Work request: Copy each line of the following data that contains "please".

Records:
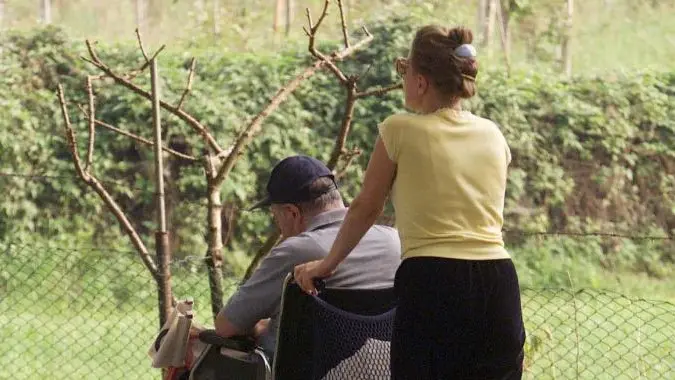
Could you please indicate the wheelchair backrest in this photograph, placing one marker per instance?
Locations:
--
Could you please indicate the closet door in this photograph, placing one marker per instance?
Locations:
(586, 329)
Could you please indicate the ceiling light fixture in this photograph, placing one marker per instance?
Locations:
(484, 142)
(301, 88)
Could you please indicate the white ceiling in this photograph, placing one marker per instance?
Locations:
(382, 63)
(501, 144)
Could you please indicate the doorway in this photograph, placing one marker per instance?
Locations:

Result for this task:
Could you please indicate the wheelchair backrest in this photograph, placing one marker per instance?
Could you please indicate the closet door in this photograph, placing one marker per instance?
Could you please indicate the ceiling light fixture in this photograph, placing one marker per instance?
Could you please indicate the white ceiling in this photograph, placing one marker per instance?
Could you please indicate the doorway in this photograph, placing one marker per instance?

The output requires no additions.